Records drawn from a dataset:
.....
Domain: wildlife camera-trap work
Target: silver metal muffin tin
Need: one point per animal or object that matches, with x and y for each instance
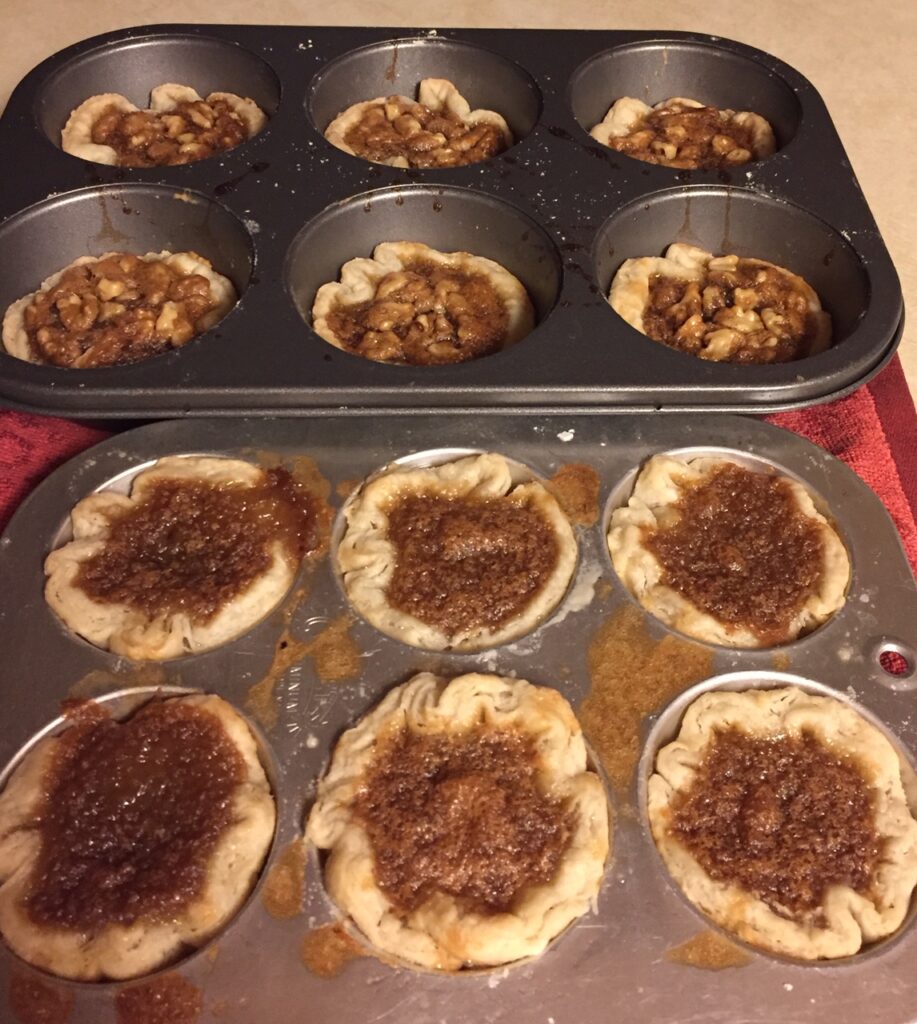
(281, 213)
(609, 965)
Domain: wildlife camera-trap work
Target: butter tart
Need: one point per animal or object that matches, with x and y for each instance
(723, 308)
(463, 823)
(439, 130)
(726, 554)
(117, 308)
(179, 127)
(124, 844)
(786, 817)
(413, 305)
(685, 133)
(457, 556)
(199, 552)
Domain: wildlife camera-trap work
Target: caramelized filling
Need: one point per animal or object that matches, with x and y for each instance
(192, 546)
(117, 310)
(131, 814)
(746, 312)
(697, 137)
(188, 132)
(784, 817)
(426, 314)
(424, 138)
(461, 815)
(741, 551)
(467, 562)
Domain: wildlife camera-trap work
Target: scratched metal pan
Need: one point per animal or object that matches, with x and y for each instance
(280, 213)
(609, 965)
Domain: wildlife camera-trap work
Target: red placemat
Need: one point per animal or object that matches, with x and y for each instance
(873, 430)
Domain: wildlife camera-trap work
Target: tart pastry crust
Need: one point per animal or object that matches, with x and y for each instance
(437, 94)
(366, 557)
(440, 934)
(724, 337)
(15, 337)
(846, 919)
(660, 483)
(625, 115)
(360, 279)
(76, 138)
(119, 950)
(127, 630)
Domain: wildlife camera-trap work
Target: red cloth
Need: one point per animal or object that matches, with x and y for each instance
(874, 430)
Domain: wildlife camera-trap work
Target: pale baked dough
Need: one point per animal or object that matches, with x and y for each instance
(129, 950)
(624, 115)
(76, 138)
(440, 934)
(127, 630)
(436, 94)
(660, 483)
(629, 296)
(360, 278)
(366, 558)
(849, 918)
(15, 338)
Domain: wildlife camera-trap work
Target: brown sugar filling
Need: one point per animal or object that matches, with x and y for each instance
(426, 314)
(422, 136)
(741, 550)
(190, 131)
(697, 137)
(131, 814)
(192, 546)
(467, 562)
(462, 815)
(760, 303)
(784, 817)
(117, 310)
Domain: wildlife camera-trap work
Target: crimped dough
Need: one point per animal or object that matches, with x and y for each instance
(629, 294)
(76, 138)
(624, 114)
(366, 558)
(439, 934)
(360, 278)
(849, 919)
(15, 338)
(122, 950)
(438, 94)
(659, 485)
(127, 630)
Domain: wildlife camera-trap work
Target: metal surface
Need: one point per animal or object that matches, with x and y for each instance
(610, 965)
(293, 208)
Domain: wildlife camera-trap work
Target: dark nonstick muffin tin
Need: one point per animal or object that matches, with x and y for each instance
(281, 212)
.....
About this exercise:
Pictures aside, repeat every line of the data above exactly.

Solution for this problem:
Domain: wildlife camera-trap work
Target: silver metal muffin tin
Need: one point per animal or object that matches, with x and y for each instance
(281, 213)
(609, 965)
Domain: wildlife camera-trap work
Target: butter tart
Need: one point per animal or object that matches, with x and y for each instance
(723, 308)
(463, 823)
(439, 130)
(726, 554)
(117, 308)
(179, 127)
(124, 844)
(786, 817)
(413, 305)
(685, 133)
(457, 556)
(199, 552)
Domain: wildlife camera-trap work
Target: caramelized filling
Need: one point per animal or object that matches, with x and y for each instance
(192, 546)
(117, 310)
(131, 814)
(746, 312)
(697, 137)
(188, 132)
(784, 817)
(426, 314)
(424, 138)
(461, 815)
(741, 551)
(467, 562)
Domain: wildlife camera-trap work
Target: scratched metal pan
Need: one point per animal or object that matches, with x and y for each instance
(280, 213)
(609, 965)
Domain: wildlife camera-trap work
Target: red placemat
Need: one point per animal or object that matches, with x and y for each instance
(873, 430)
Domain: wildlife camera-trap work
Target: tart pastry crust
Need: one point per animal or object that matches, with x and y for each instance
(437, 94)
(366, 557)
(440, 934)
(724, 337)
(15, 337)
(846, 919)
(660, 483)
(625, 115)
(360, 279)
(76, 138)
(119, 950)
(127, 630)
Domain: wildlife camera-trap work
Target: red cloth
Need: one point per animal or object that matches, with x and y for each instance
(874, 430)
Domain: wildlife camera-trap work
Target: pale baked dough
Need: one point per animal or object that matches, with x and y for each instance
(129, 950)
(624, 115)
(76, 138)
(440, 934)
(127, 630)
(436, 94)
(660, 483)
(629, 296)
(360, 278)
(366, 558)
(849, 918)
(15, 338)
Domain: wildlife camera-trap work
Target: brown sugar filling
Need: one point per animal or object that matches, with x and y for each instance
(426, 314)
(422, 136)
(741, 550)
(190, 131)
(697, 137)
(131, 814)
(192, 546)
(467, 562)
(462, 815)
(760, 303)
(784, 817)
(117, 310)
Domain: wildlife camera-trap work
Target: crimped dough
Need: one point per animal or object that matches, with x and y for each instance
(629, 294)
(76, 138)
(624, 114)
(366, 558)
(439, 934)
(360, 278)
(849, 919)
(15, 338)
(122, 950)
(438, 94)
(659, 485)
(127, 630)
Domain: wildlife camera-trap work
Target: metal surface
Need: one point per animal or object that matches, with x and y for each instance
(610, 965)
(293, 208)
Domain: wildlife camera-trap work
Target: dark nonstick muffin tin
Need: one point per animal or object that matches, with x and y for each instance
(281, 212)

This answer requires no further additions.